» ACTIVITY 1
Reproduce the passage of the text on bacterial gene regulation from "The ethanol-producing bacterium" up to and including "to gene function.".
» ACTIVITY 2
According to the text on bacterial gene regulation, what share of the examined S. oneidensis str. MR-1 genes showed adaptive regulation?
GIVEN TEXT START
Credit: CORBIS

It is generally thought that bacteria regulate gene expression to adapt to changes in their environment. This implies that genes are expressed only when they are needed and are otherwise turned off to avoid producing proteins when they are not required or are toxic. A new study by Arkin and colleagues challenges this view of adaptive regulation of gene expression and shows that, instead, many genes do not respond appropriately to external clues.

An adaptively controlled gene is expected to be upregulated when it is essential for bacterial growth and thus provides a fitness benefit, and downregulated when it is not required and its expression has a fitness cost. To test this hypothesis, Arkin and colleagues cultured wild-type and transposon-mutant pools of the metal-reducing bacterium Shewanella oneidensis str. MR-1 in 15 different conditions, such as differing carbon sources, aerobic versus anaerobic growth or the presence of toxic compounds. They collected gene expression data for wild-type bacteria and assessed mutant fitness by using microarrays to calculate strain abundance. In total, they identified 1,172 different combinations of genes and conditions in which gene inactivation by a transposon insertion caused a mutant strain to grow better than the wild-type strain.

detrimental genes were more highly expressed than other genes

When the authors measured wild-type gene expression, they found that detrimental genes were more highly expressed than other genes in all conditions, indicating that genes with a fitness cost are not downregulated. About one-third of the detrimental genes were selfish elements such as transposases or prophages, or genes involved in motility, which might exhibit different effects in well-shaken laboratory cultures than in nature. The remaining two-thirds of detrimental genes showed inexplicably high expression and suboptimal adaptation of gene expression levels to culture conditions. Furthermore, there was only a weak correlation between relative gene expression and differential fitness in paired conditions. This means that genes which were important for fitness in one condition but not in another were not necessarily upregulated in the beneficial condition; in fact, some were even downregulated. Overall, only 5% of the examined S. oneidensis str. MR-1 genes showed adaptive regulation, whereas almost 50% showed suboptimal, non-adaptive control. Some of these genes are constitutively expressed or regulated by the cellular growth rate; for the rest, however, the regulatory mechanisms are less clear.

The ethanol-producing bacterium Zymomonas mobilis str. ZM4 and the sulphate-reducing bacterium Desulfovibrio alaskensis str. G20 also showed non-adaptive gene regulation. Both species failed to upregulate the metabolic genes needed to grow in minimal medium but not in rich medium. However, Escherichia coli str. K-12 showed adaptive regulation to minimal and rich media. The authors conclude that, under laboratory conditions, suboptimal, non-adaptive regulation of gene expression is widespread in bacteria. Although the mechanisms involved are unclear, they speculate that non-adaptive regulation reflects indirect control by factors that are not related to gene function.
GIVEN TEXT END
SUPPLIED ENTRIES START
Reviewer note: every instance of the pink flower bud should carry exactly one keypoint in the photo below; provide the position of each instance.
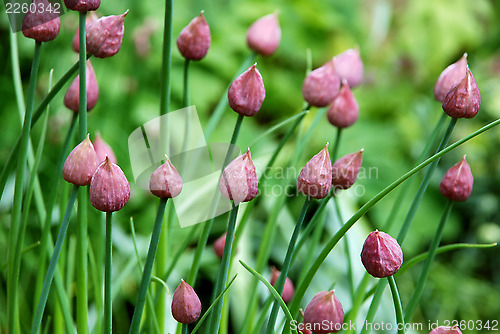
(186, 306)
(194, 40)
(104, 36)
(103, 150)
(239, 179)
(450, 76)
(381, 255)
(346, 169)
(72, 97)
(349, 66)
(80, 164)
(344, 110)
(288, 290)
(264, 35)
(324, 313)
(165, 181)
(91, 17)
(247, 92)
(464, 99)
(457, 182)
(219, 245)
(82, 6)
(446, 330)
(43, 24)
(109, 189)
(321, 85)
(315, 179)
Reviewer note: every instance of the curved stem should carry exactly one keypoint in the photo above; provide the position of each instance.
(148, 268)
(37, 321)
(280, 283)
(12, 286)
(400, 321)
(417, 292)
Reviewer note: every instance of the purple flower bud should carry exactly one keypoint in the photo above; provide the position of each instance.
(41, 25)
(80, 164)
(82, 6)
(315, 179)
(104, 36)
(194, 40)
(109, 189)
(264, 35)
(321, 85)
(463, 100)
(165, 181)
(186, 306)
(89, 19)
(239, 179)
(288, 289)
(219, 245)
(247, 92)
(457, 182)
(324, 313)
(72, 97)
(349, 66)
(450, 76)
(344, 110)
(103, 150)
(381, 255)
(446, 330)
(346, 169)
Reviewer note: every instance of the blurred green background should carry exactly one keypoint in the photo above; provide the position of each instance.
(404, 46)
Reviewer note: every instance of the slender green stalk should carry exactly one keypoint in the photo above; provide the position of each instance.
(208, 225)
(35, 328)
(224, 268)
(417, 292)
(280, 283)
(108, 272)
(368, 205)
(148, 268)
(214, 121)
(400, 321)
(12, 286)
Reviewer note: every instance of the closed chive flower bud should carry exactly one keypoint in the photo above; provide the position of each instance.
(450, 76)
(446, 330)
(344, 110)
(457, 182)
(186, 306)
(82, 6)
(346, 169)
(165, 182)
(42, 26)
(324, 313)
(103, 150)
(91, 17)
(349, 66)
(264, 35)
(109, 189)
(321, 85)
(219, 245)
(288, 289)
(247, 92)
(381, 255)
(239, 179)
(104, 36)
(315, 179)
(72, 97)
(194, 40)
(80, 164)
(464, 99)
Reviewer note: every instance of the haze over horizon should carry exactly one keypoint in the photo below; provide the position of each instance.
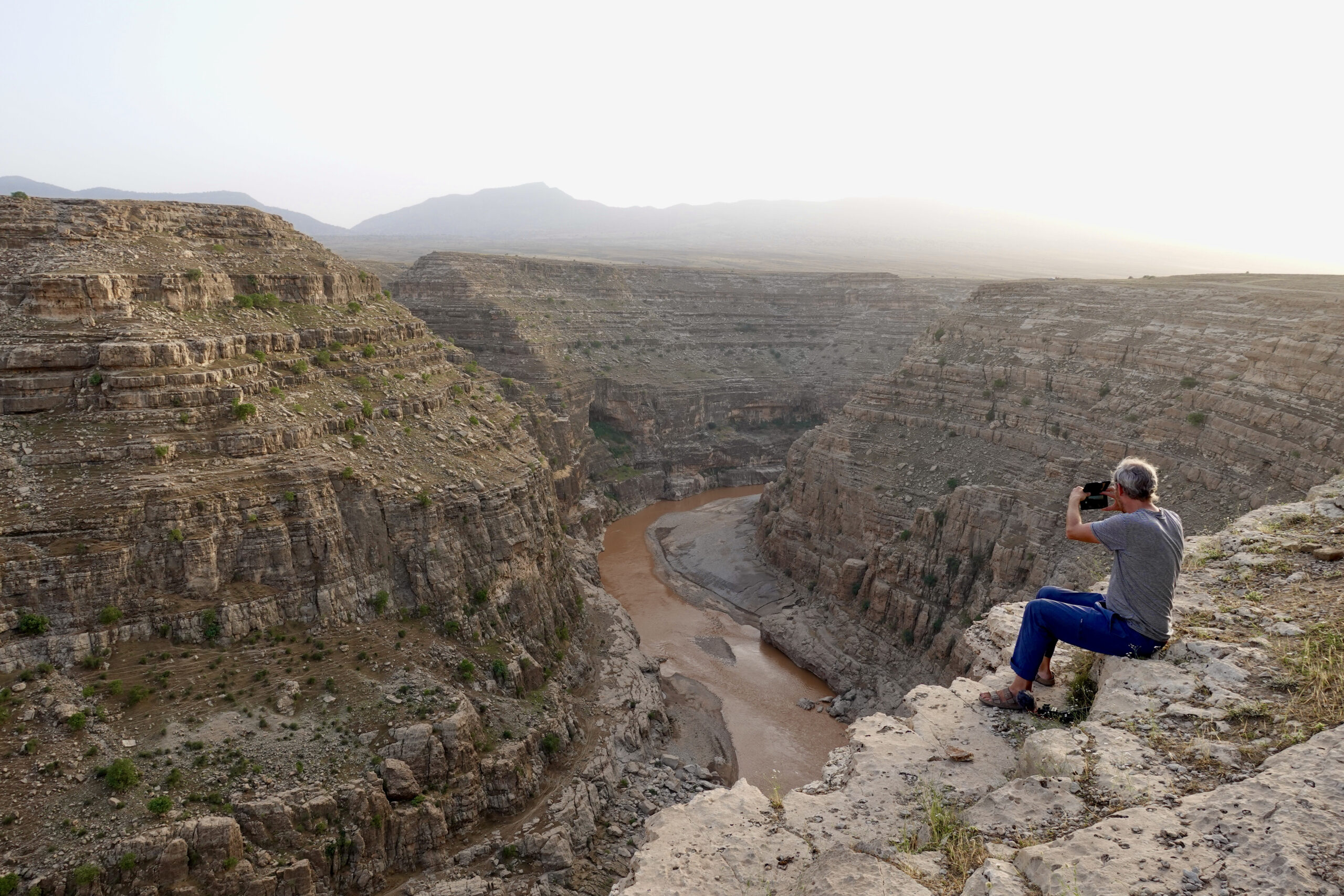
(1155, 127)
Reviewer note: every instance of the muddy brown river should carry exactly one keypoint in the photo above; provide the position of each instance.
(776, 742)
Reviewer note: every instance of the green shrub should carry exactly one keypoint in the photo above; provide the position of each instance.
(33, 624)
(121, 775)
(258, 300)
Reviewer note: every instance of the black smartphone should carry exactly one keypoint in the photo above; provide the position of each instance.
(1095, 500)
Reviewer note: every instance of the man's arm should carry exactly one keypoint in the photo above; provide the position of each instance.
(1074, 525)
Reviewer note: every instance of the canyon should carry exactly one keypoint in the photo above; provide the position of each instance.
(691, 378)
(301, 586)
(939, 491)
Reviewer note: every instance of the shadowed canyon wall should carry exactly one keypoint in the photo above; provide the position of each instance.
(694, 378)
(940, 489)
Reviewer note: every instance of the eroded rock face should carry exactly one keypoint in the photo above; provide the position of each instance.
(705, 376)
(1150, 796)
(281, 462)
(940, 489)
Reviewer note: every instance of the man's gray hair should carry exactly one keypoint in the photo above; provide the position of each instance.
(1138, 477)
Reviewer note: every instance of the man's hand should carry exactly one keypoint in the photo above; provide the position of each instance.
(1074, 525)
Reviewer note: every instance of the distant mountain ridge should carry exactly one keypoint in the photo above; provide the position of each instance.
(908, 237)
(301, 222)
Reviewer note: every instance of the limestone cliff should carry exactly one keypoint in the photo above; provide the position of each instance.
(250, 496)
(940, 488)
(1213, 767)
(694, 378)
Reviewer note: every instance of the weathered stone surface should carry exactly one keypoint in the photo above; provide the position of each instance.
(1026, 804)
(400, 781)
(995, 878)
(844, 872)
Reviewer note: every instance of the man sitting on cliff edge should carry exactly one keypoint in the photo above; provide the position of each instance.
(1135, 617)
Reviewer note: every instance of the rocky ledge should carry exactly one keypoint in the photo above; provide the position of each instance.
(1215, 766)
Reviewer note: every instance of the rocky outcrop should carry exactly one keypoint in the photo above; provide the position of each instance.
(212, 469)
(1211, 767)
(694, 378)
(940, 489)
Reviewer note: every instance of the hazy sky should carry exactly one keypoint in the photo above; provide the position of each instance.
(1206, 123)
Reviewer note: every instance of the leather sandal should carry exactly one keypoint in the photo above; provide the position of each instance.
(1006, 699)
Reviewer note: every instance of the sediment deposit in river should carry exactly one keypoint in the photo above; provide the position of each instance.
(760, 687)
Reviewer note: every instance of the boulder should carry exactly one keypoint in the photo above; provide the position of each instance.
(996, 878)
(400, 781)
(1026, 804)
(1052, 753)
(844, 872)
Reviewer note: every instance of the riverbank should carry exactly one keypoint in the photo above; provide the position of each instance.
(776, 742)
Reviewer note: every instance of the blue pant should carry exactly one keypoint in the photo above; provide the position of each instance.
(1079, 618)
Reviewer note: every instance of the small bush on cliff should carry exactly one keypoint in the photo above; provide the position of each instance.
(258, 300)
(121, 775)
(33, 624)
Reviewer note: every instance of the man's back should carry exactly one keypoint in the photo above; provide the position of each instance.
(1148, 547)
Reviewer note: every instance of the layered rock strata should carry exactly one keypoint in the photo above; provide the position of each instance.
(695, 378)
(940, 489)
(252, 496)
(1213, 767)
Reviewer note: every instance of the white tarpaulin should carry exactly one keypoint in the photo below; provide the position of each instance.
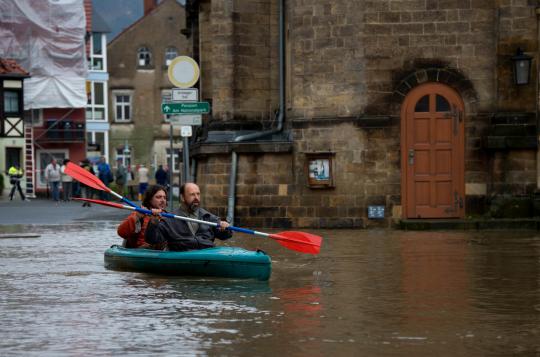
(46, 37)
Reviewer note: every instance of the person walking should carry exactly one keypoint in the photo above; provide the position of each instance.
(52, 177)
(67, 182)
(121, 177)
(87, 191)
(142, 173)
(15, 174)
(180, 235)
(161, 176)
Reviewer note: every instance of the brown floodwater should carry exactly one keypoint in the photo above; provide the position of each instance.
(369, 293)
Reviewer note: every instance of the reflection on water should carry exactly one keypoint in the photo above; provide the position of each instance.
(367, 293)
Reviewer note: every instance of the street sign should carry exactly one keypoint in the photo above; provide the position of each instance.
(183, 72)
(185, 94)
(185, 119)
(185, 108)
(185, 131)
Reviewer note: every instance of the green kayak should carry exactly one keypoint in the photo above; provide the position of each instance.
(229, 262)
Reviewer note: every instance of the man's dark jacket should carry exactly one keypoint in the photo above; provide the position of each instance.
(178, 236)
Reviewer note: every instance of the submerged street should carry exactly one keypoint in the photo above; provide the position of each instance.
(369, 292)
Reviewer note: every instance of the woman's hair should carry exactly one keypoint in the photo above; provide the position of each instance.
(149, 193)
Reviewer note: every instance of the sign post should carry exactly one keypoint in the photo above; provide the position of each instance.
(184, 109)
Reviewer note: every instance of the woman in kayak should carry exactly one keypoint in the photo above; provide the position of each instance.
(133, 228)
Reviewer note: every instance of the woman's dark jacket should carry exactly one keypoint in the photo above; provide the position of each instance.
(178, 236)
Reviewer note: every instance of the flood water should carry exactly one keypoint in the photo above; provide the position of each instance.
(369, 293)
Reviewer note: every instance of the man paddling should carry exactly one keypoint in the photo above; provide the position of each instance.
(184, 235)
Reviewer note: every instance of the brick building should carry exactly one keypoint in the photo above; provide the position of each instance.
(406, 104)
(138, 62)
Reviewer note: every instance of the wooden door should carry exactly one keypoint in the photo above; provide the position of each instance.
(432, 153)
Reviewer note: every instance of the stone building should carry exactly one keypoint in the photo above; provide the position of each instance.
(138, 61)
(406, 104)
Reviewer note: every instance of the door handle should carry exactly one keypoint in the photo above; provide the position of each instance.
(411, 156)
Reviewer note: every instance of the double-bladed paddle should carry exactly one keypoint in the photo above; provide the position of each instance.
(86, 177)
(298, 241)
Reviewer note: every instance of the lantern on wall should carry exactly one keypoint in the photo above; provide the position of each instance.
(521, 66)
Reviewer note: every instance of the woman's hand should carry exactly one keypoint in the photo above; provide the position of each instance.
(156, 211)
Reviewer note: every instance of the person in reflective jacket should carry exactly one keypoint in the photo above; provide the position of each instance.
(183, 235)
(15, 174)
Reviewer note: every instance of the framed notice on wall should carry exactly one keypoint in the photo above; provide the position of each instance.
(319, 167)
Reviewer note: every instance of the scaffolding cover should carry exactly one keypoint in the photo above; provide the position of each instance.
(46, 38)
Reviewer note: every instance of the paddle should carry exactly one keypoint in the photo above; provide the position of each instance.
(87, 178)
(298, 241)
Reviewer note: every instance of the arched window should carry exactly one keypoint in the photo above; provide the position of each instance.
(170, 54)
(144, 57)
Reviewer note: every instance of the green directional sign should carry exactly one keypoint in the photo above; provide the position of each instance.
(185, 108)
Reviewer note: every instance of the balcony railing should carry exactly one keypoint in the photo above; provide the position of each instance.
(62, 131)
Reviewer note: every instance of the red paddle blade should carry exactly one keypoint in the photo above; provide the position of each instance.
(85, 177)
(100, 202)
(299, 241)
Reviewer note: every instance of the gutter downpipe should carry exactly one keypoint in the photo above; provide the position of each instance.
(231, 202)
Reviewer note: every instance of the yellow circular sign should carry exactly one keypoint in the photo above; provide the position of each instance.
(183, 72)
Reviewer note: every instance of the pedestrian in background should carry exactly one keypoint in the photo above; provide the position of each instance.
(52, 177)
(161, 176)
(87, 191)
(15, 174)
(142, 173)
(105, 175)
(67, 182)
(121, 177)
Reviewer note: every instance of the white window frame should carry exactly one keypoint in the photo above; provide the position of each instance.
(128, 93)
(121, 155)
(171, 53)
(105, 149)
(102, 56)
(144, 57)
(40, 178)
(35, 121)
(92, 106)
(176, 156)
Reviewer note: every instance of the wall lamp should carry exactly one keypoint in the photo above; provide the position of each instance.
(521, 66)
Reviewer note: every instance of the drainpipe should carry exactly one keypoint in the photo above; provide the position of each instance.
(537, 10)
(231, 202)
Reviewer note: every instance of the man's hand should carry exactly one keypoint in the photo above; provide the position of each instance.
(223, 225)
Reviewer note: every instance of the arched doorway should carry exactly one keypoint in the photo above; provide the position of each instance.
(432, 153)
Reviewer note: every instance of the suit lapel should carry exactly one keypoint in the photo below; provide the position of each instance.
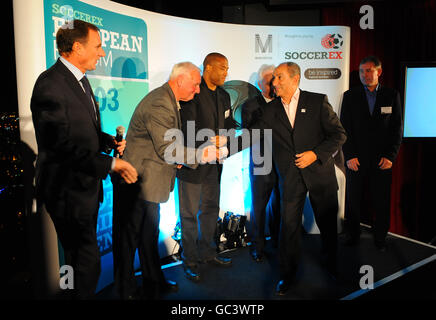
(80, 94)
(281, 115)
(302, 104)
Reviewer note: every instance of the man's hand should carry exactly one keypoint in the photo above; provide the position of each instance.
(209, 154)
(219, 141)
(305, 159)
(120, 146)
(353, 164)
(385, 163)
(126, 170)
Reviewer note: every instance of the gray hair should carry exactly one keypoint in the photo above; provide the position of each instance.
(264, 68)
(182, 68)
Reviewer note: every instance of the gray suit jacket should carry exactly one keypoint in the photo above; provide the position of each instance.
(152, 145)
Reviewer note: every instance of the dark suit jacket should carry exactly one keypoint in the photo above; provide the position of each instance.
(371, 137)
(70, 165)
(251, 111)
(207, 114)
(316, 128)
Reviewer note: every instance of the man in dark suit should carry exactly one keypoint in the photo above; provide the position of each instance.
(306, 132)
(199, 189)
(70, 166)
(265, 197)
(153, 149)
(372, 116)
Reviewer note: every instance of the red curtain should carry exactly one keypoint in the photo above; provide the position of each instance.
(403, 31)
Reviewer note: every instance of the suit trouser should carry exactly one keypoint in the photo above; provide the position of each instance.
(199, 210)
(377, 183)
(265, 198)
(77, 232)
(325, 207)
(136, 226)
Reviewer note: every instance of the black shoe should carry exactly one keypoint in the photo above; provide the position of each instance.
(192, 274)
(282, 287)
(169, 286)
(381, 246)
(257, 256)
(220, 261)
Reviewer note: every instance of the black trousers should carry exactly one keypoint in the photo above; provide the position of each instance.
(76, 228)
(199, 211)
(325, 207)
(135, 226)
(376, 184)
(265, 200)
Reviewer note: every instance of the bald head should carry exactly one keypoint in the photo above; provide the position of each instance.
(185, 80)
(215, 67)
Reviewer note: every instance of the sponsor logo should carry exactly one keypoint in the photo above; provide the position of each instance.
(322, 73)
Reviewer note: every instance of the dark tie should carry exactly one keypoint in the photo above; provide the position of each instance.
(88, 91)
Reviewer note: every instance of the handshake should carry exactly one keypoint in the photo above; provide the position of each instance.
(216, 151)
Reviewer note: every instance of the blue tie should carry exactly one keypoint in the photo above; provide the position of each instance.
(88, 91)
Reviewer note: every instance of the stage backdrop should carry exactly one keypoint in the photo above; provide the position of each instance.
(141, 47)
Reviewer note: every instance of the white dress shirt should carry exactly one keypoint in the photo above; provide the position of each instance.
(291, 108)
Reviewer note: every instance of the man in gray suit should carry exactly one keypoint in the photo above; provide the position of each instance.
(156, 154)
SUPPLIED ENTRIES END
» RESPONSE BOX 1
The ethanol-producing bacterium Zymomonas mobilis str. ZM4 and the sulphate-reducing bacterium Desulfovibrio alaskensis str. G20 also showed non-adaptive gene regulation. Both species failed to upregulate the metabolic genes needed to grow in minimal medium but not in rich medium. However, Escherichia coli str. K-12 showed adaptive regulation to minimal and rich media. The authors conclude that, under laboratory conditions, suboptimal, non-adaptive regulation of gene expression is widespread in bacteria. Although the mechanisms involved are unclear, they speculate that non-adaptive regulation reflects indirect control by factors that are not related to gene function.

» RESPONSE BOX 2
Only 5% of the examined genes showed adaptive regulation.